◆ Work instructions ◆
If a record below holds a picture, drop the picture and copy everything else exactly.

Segment Start: Records shown

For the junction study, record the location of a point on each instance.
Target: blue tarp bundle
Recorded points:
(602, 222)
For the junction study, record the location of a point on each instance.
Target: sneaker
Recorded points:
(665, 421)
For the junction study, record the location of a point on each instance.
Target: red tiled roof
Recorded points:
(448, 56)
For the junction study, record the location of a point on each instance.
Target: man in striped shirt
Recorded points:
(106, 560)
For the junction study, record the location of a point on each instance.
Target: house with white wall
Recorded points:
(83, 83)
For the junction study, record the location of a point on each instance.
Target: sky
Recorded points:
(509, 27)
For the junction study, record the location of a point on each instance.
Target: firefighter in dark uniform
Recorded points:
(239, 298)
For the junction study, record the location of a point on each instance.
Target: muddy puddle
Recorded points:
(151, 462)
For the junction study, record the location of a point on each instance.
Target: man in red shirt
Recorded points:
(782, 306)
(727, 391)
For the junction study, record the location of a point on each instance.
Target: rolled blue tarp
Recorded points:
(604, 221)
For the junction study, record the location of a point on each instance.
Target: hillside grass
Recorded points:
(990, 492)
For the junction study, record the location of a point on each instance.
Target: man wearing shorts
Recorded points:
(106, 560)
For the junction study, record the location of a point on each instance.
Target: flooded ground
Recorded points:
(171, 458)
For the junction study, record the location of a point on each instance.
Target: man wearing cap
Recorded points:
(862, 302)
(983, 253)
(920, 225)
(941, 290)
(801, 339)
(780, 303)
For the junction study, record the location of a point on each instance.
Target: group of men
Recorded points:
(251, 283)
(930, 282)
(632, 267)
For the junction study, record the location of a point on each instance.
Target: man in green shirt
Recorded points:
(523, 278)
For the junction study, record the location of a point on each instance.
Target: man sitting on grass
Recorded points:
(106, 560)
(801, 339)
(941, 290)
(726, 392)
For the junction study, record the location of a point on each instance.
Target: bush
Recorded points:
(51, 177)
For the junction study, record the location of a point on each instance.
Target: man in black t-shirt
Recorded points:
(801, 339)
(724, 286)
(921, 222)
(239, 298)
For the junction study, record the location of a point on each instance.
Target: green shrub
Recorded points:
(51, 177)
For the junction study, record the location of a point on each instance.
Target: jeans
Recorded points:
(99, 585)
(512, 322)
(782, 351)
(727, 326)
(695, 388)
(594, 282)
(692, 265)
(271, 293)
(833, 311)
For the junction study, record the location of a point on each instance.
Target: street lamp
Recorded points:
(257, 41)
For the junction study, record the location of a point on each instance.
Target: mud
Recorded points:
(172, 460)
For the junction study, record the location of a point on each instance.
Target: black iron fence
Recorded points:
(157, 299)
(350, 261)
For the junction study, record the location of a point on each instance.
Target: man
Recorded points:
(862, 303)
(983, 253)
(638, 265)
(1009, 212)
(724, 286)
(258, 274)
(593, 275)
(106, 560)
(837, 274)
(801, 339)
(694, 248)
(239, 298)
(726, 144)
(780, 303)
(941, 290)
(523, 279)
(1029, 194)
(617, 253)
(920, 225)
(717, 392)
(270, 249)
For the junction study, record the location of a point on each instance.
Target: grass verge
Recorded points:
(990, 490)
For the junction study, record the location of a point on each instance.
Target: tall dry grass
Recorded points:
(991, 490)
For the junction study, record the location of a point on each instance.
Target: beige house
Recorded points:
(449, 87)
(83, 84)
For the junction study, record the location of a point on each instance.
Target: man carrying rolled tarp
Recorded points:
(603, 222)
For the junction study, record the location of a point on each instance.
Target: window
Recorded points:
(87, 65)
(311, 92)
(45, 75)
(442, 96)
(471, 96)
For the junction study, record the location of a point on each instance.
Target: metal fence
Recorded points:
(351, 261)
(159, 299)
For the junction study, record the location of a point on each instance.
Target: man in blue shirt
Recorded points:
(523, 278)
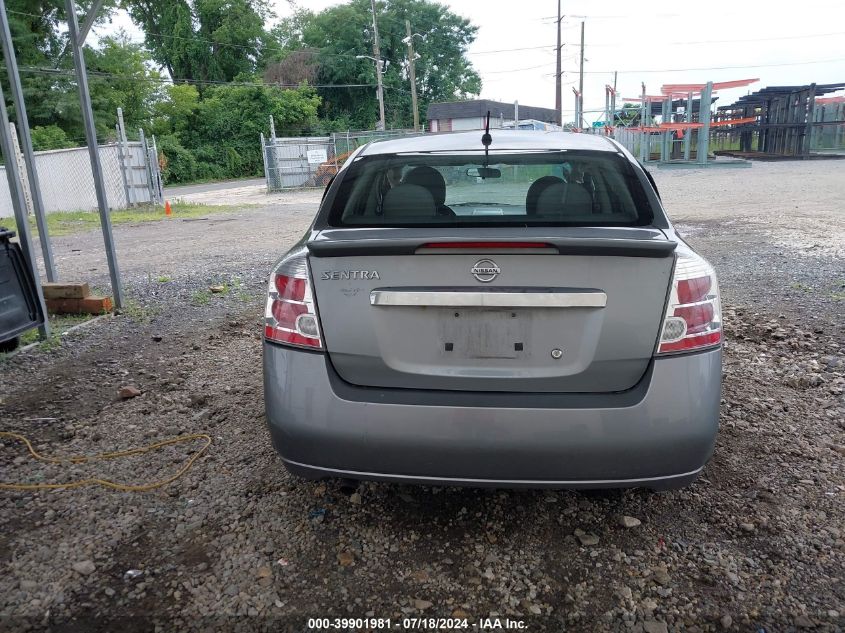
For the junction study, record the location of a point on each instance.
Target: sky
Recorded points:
(775, 42)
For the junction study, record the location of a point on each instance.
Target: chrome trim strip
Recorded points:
(454, 299)
(530, 482)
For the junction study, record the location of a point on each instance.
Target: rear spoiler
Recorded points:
(606, 247)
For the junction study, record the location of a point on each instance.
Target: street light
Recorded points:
(379, 90)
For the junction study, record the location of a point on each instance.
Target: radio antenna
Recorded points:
(486, 140)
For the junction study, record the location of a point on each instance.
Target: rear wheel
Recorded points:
(9, 345)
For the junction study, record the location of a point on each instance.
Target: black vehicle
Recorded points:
(20, 309)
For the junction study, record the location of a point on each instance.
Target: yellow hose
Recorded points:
(81, 459)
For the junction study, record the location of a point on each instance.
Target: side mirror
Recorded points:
(484, 172)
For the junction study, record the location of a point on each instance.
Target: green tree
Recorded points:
(49, 137)
(204, 40)
(218, 136)
(121, 76)
(443, 70)
(175, 112)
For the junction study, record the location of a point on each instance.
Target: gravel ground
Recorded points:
(757, 543)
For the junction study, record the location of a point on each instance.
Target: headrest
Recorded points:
(408, 201)
(431, 179)
(537, 187)
(565, 199)
(550, 201)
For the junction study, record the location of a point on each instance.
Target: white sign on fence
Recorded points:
(317, 156)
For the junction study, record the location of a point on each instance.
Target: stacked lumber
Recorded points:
(74, 298)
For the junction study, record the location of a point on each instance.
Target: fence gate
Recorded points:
(299, 162)
(311, 161)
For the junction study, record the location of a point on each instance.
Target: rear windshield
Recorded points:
(526, 189)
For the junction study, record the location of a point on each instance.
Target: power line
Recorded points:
(739, 41)
(673, 70)
(165, 80)
(517, 70)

Segment End: Records shown

◆ Your response ◆
For the junction study, record the location of a point on each instance.
Target: blue tarp bundle
Recorded points:
(602, 222)
For the junction study, record the location of a point on each instance.
Target: sneaker
Recorded points:
(665, 421)
For the junction study, record the location of a point on each instance.
Target: red tiled roof
Recorded points:
(448, 56)
For the junction study, record the location of a point on each instance.
Target: man in striped shirt
Recorded points:
(106, 560)
For the junction study, record the location of a point on each instance.
Target: house with white wall
Recorded points:
(83, 83)
For the junction study, record the location of a point on each instance.
Target: sky
Recorded points:
(509, 27)
For the junction study, record the location of a point on each instance.
Target: firefighter in dark uniform
Recorded points:
(239, 298)
For the junction study, record the location of a point on each instance.
Target: muddy puddle
Recorded points:
(151, 462)
For the junction study, record the location of a point on each instance.
Target: man in red shirt
Recorded points:
(782, 306)
(727, 391)
For the junction study, record the location of a point on each instance.
Target: rolled blue tarp
Recorded points:
(604, 221)
For the junction study, record the location of a point on each instance.
Target: hillside grass
Recorded points:
(990, 492)
For the junction study, record the location of a point on each instance.
Target: man wearing shorts
Recorded points:
(106, 560)
For the junction study, record the location of a point on each instance.
Target: flooded ground
Recorded points:
(171, 458)
For the junction study, record the location of a point on each instance.
Target: man wearing cap
Recorded points:
(862, 302)
(983, 253)
(920, 225)
(941, 290)
(801, 339)
(780, 303)
For the junction study, record the location of a point on each instance.
Target: group of men
Recorded points:
(251, 283)
(930, 282)
(632, 267)
For the junction study, record the location of a point on each instance.
Target: man in green shirt
Recorded points:
(523, 278)
For the junction study, record the location of a point on each instance.
Target: man sitting on grass
Recorded points:
(106, 560)
(801, 339)
(941, 290)
(726, 392)
For the junction study, record the location of a point on each instance.
Target: bush
Recorded points:
(51, 177)
For the junction study, record the location of a point on each instance.
Target: man in black t-shirt
Recorded points:
(801, 339)
(724, 286)
(921, 222)
(239, 298)
For the junction study, record the location of a point on each instance.
Target: green shrub
Recorded points:
(51, 177)
For the junction study, record the location of a point on each instance.
Target: jeans
Recorded points:
(99, 585)
(512, 322)
(782, 351)
(727, 326)
(695, 388)
(594, 282)
(692, 265)
(271, 293)
(833, 311)
For the junction study, record the location of a point on each instance.
Target: street lamp
Recorded points:
(257, 41)
For the junction study, record the location of a point on each instance.
Target: mud
Recorded points:
(172, 460)
For the junction study, record the location of a point on each instance.
Target: black iron fence
Recorded points:
(157, 299)
(350, 261)
For the junction study, record the location of a point on each instance.
Target: man
Recorded points:
(862, 303)
(983, 253)
(638, 265)
(1009, 212)
(724, 286)
(258, 274)
(593, 275)
(106, 560)
(837, 274)
(801, 339)
(694, 248)
(239, 298)
(726, 144)
(780, 303)
(941, 290)
(523, 279)
(1029, 194)
(617, 253)
(920, 225)
(717, 392)
(270, 249)
For the junction study, record the location of a point on each instance.
Target: grass verge
Recorded points:
(990, 490)
For the junction study, record the location of a point on each instance.
Target: tall dry grass
Recorded points:
(991, 490)
For the junction study, record the location of a point on each instance.
Target: beige house
Recorded points:
(449, 87)
(83, 84)
For the junction study, record the location of a point on each instance.
Target: man carrying rolled tarp
Recorded points:
(603, 222)
For the junction study, record the location of a point on each instance.
Target: window
Recorded points:
(87, 65)
(311, 92)
(45, 75)
(442, 96)
(471, 96)
For the junction study, record the location of a point on each instance.
Target: metal fence
Recorded points:
(351, 261)
(159, 299)
For the junction study, record the location of a point on each instance.
Target: man in blue shirt
Recorded points:
(523, 278)
For the junction study, record the location of a point on each instance.
Target: sky
Recorded points:
(775, 42)
For the junction study, record the location of a point on each instance.
Target: chrome trim strip
Recorded points:
(454, 299)
(530, 482)
For the junction study, record the location of a point on each instance.
Target: rear spoiler
Recorded points:
(606, 247)
For the junction study, record the location of a point on each instance.
Target: street light
Recorded points:
(379, 90)
For the junction study, record the location of a point on each instance.
Target: radio antenna
Recorded points:
(486, 140)
For the junction study, record the location of a point on each instance.
Target: rear wheel
Recorded points:
(9, 345)
For the junction study, record the location of a point on each instance.
Target: black vehicle
Recorded points:
(20, 309)
For the junction study, record the location of a point on each instance.
Target: yellow hose
Recorded points:
(81, 459)
For the junction study, record the location of a point on each instance.
Target: side mirror
Recorded points:
(484, 172)
For the junction study, record the location of a point on each instance.
Target: green tree
Recorded points:
(49, 137)
(204, 40)
(218, 136)
(121, 76)
(443, 70)
(175, 112)
For the junction study, record the location of a point on each instance.
Target: gravel ground
Recorded points:
(757, 543)
For the junction study, record the location of a point on each instance.
Target: headrest
Recorded points:
(408, 201)
(431, 179)
(537, 187)
(565, 199)
(550, 201)
For the junction study, record the location of a point on each instance.
Target: white sign on fence
Recorded points:
(317, 156)
For the junction study, record the location of a point on each instance.
Target: stacked lumber
Recorded points:
(74, 298)
For the junction study, record the location of a point on each instance.
Target: fence gate
Recorded points:
(299, 162)
(311, 161)
For the junction study, record the location of a point on each instance.
Target: rear windshield
Recorded points:
(526, 189)
For the junction study, record the location of a point on each instance.
Target: power line
Recorded points:
(739, 41)
(673, 70)
(165, 80)
(517, 70)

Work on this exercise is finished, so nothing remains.